Dr Seitz, Bill’s intriguing analogy reminds us that Barth, Bonhoeffer and others in the Confessing Church were a concerned and small minority in the Deutsche Evangelische Kirche (ie the federal Protestant Church) in the 1930s. The exciting way forward to the bulk of the population seemed to be co-operation with the National Socialist Party and its representatives in the churches like Reichsbishop Muller. This was the new thing. By contrast the Barmen and Confessing Churches group must have seemed out of touch, even sadly staid, not going along with progress and the future. Analogously (Bill would say) perhaps the English bishops supporting the covenant seem out of touch in refusing to go with the Zeitgeist (sorry … ) but like Barth, Bonhoeffer et al., will be seen in the long run to have kept the faith.
Cseitz, the Anglican Communion isn’t “little England,” nor are they England transplanted overseas. They may be [b]descended[/b] from the Church of England and share the same theology……though this is debatable in some cases (TEC being one of them), but that’s as far as it goes. The Church of England may have aspired to “make the world England” at one time, but thankfully, colonialism is dead, and there is no longer anything special about being in communion with Canterbury.
#18 — that’s all well and good. I made the comment that MacCulloch was ‘out of touch’ and it is hard for me to associate him by analogy to Barth et al and the bekenntnisse Kirche.
#19 — this is precisely my point.
Diarmaid MacCulloch is a very lovely man but the his keenness to offer advice to the church that he walked out of as a young man is slightly weird.
I agree — why suddenly this interest from an Oxford professor in the life of the CofE he no longer involves himself in? I hadn’t thought of the right word, but ‘weird’ may come close. It would be like leaving the Rotary Club out of principle and then writing letters to the Times about why you don’t like what it is doing.
Chris,
My reference was to MacCulloch’s comment that those bishops who voted in favor (or rather “in favour”) of the Covenant are “out of touch” (his actual words) with the clergy and laity. Terry Tee expressed my point well. There was no reference to anything you had written.
“It would be like leaving the Rotary Club out of principle and then writing letters to the Times about why you don’t like what it is doing.” And like the ACNA members who obsess about TEC, Dr Seitz? I don’t see your logic here.

(Portion of a data file)
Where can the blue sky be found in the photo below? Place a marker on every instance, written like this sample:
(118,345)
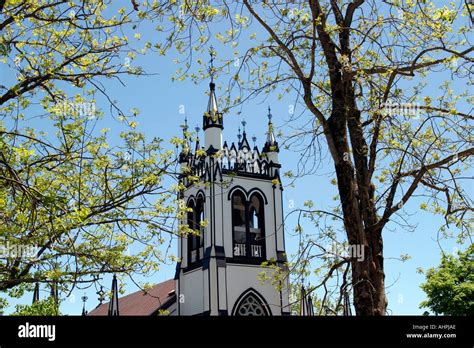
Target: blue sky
(159,100)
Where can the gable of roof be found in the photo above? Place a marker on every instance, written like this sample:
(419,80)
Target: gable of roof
(160,296)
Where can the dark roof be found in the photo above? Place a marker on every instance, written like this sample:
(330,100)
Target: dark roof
(160,296)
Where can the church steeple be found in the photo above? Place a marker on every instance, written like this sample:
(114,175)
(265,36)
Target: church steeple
(212,119)
(186,147)
(271,145)
(271,148)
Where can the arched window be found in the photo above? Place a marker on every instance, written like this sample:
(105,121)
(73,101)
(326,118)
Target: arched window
(248,226)
(250,305)
(196,240)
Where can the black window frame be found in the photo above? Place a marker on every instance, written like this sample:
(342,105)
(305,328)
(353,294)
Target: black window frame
(248,258)
(196,242)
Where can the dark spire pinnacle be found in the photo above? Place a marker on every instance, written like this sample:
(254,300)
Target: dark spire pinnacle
(101,294)
(84,299)
(113,305)
(244,143)
(211,69)
(212,116)
(271,144)
(36,293)
(185,150)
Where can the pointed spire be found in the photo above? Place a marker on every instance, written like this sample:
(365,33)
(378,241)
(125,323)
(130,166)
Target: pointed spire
(244,143)
(186,148)
(36,293)
(84,298)
(113,305)
(271,145)
(306,303)
(101,294)
(212,116)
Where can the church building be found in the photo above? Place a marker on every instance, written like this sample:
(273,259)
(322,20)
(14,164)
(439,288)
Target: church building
(234,195)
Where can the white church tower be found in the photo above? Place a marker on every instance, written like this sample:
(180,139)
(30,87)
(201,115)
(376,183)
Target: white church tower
(234,196)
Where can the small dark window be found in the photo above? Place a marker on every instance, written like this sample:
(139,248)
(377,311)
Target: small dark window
(196,240)
(248,226)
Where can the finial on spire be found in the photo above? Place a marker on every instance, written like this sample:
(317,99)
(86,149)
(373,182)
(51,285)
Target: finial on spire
(212,53)
(101,294)
(271,144)
(185,125)
(84,298)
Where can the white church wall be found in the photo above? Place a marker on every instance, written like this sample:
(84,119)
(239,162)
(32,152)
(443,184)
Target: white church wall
(243,277)
(192,289)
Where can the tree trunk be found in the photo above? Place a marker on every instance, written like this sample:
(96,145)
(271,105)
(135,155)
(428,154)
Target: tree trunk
(367,272)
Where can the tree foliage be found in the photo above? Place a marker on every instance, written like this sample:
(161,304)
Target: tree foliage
(364,79)
(75,203)
(450,286)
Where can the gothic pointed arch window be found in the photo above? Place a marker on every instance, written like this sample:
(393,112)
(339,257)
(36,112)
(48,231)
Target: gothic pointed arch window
(196,240)
(248,226)
(250,304)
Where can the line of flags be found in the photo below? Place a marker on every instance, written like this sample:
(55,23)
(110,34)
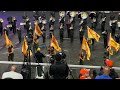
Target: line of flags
(54,43)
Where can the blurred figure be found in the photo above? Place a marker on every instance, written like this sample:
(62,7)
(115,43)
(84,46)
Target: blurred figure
(84,74)
(105,75)
(59,70)
(82,57)
(12,74)
(10,53)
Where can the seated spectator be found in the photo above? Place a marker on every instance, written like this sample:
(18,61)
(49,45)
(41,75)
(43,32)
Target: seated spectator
(12,74)
(105,75)
(84,73)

» Given instruction 1: Duplicate the passage of the Anglican Covenant discussion from "Cseitz, the Anglican" to "precisely my point.".
» Given instruction 2: Write the next part of the Anglican Covenant discussion, picking up after its final comment.
The material in the data file stands apart from the discussion of the Anglican Covenant.

» Exercise answer 1:
Cseitz, the Anglican Communion isn’t “little England,” nor are they England transplanted overseas. They may be [b]descended[/b] from the Church of England and share the same theology……though this is debatable in some cases (TEC being one of them), but that’s as far as it goes. The Church of England may have aspired to “make the world England” at one time, but thankfully, colonialism is dead, and there is no longer anything special about being in communion with Canterbury.
#18 — that’s all well and good. I made the comment that MacCulloch was ‘out of touch’ and it is hard for me to associate him by analogy to Barth et al and the bekenntnisse Kirche.
#19 — this is precisely my point.

» Exercise answer 2:
# 22 & 23
“I was brought up in the presence of the Bible, and I remember with affection what it was like to hold a dogmatic position on the statements of Christian belief. I would now describe myself as a candid friend of Christianity.” -Diarmaid MacCulloch, A History of Christianity
So that is probably his interest
#25 If you asking if there is a similarity between ACNA’s leaving TEC and MacCulloch’s leaving the CofE, there is, except that MacCulloch hasn’t joined any Christian group purporting to remedy things, and he offers the most bizarre and out of touch comment imaginable: ‘let’s start afresh’. Is this serious? As I said above, this is either pollyanna-ish or just rhetoric. There is no re-set button to push that gives us a nice anglican family. Surely he is not so out of touch with communion realities.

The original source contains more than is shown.